● **Problema a resolver**
Reúna cada línea de las filas que contenga la cadena "firework" y cópiela sin cambios. Tenga en cuenta que se distinguen mayúsculas y minúsculas.

● **Datos de segmentación de regiones**
--------------------

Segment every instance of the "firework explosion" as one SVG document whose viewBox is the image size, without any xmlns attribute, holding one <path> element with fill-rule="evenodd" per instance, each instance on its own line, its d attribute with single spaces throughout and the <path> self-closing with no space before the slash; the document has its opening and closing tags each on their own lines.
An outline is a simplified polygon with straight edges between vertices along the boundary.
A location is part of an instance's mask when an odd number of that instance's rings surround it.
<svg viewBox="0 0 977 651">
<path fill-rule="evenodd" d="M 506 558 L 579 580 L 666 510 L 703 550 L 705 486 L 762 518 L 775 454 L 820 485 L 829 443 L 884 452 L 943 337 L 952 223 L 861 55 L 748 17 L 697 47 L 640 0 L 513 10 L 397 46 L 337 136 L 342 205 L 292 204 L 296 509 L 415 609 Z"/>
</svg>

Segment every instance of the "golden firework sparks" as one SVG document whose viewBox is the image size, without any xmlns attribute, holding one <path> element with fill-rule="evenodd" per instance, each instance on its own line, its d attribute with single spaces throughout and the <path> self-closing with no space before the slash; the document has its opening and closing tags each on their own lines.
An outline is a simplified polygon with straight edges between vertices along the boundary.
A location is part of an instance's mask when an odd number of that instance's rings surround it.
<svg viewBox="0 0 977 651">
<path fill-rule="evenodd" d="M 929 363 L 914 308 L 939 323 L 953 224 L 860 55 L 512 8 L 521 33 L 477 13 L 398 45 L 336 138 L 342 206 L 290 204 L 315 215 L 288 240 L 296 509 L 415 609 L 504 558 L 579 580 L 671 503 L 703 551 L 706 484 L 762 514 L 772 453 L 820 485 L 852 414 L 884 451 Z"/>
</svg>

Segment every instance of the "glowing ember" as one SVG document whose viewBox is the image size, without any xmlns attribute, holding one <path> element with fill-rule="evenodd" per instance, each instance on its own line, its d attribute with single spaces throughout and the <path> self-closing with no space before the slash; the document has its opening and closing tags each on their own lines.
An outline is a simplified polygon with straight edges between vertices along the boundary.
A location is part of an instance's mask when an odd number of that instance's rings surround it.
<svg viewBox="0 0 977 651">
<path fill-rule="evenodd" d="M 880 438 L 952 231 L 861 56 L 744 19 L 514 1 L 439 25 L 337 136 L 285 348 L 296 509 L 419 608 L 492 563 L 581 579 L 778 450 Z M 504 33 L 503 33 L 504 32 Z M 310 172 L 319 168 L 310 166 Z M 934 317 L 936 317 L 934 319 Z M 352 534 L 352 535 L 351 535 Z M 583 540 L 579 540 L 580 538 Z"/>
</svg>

--------------------

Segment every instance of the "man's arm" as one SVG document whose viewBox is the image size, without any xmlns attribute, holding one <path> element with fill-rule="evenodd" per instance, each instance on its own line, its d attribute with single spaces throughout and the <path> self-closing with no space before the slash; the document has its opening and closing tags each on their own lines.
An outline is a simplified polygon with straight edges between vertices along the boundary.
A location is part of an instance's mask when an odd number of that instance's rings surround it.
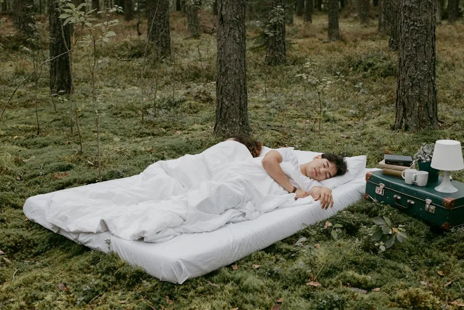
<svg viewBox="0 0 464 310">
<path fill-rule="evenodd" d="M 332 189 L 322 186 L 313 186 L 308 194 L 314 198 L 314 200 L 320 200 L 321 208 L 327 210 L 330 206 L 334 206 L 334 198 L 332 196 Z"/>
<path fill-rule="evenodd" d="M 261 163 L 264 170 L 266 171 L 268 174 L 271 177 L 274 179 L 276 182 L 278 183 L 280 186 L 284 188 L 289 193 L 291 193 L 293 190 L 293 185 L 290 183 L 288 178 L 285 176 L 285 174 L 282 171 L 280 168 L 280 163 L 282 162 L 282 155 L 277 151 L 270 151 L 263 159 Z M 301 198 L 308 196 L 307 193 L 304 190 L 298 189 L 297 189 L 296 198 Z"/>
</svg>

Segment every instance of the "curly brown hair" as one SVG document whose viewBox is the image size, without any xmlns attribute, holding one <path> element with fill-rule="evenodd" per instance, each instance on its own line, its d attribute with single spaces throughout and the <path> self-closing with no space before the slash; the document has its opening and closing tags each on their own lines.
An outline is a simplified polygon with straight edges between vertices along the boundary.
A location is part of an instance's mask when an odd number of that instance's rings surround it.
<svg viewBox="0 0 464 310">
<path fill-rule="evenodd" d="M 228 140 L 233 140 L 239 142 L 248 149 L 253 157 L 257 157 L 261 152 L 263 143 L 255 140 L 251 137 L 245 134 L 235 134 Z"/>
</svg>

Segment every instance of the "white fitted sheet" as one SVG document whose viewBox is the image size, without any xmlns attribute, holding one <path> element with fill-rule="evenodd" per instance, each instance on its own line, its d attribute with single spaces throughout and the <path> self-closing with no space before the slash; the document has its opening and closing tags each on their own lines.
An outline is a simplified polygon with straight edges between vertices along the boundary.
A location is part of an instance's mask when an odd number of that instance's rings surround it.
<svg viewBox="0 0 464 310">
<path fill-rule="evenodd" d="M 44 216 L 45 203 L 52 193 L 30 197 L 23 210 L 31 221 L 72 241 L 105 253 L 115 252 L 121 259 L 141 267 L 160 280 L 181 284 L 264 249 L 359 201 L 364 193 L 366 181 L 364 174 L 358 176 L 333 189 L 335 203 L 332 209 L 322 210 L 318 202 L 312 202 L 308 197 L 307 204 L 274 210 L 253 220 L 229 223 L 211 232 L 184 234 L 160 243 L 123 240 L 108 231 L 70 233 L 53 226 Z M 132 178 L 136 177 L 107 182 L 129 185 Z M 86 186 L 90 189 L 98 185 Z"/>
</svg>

--------------------

● **Salida completa**
Segment every instance of the "firework explosion" as one SVG document whose viewBox is the image size, without any xmlns attribute, holding one <path> element with fill-rule="evenodd" per instance, each instance on its own line, its d attribute with single spaces throughout and the <path> self-closing with no space before the slash; the document has its opening and closing tags each on their own lines.
Segment every instance of the "golden firework sparks" as one SVG document whose viewBox is the image size, without any xmlns attribute, holding one <path> element with fill-rule="evenodd" per instance, each instance on its own line, its d attribute with single spaces throughout and the <path> self-closing with no space before the slash; the document has its opening and closing tags each on their own lines.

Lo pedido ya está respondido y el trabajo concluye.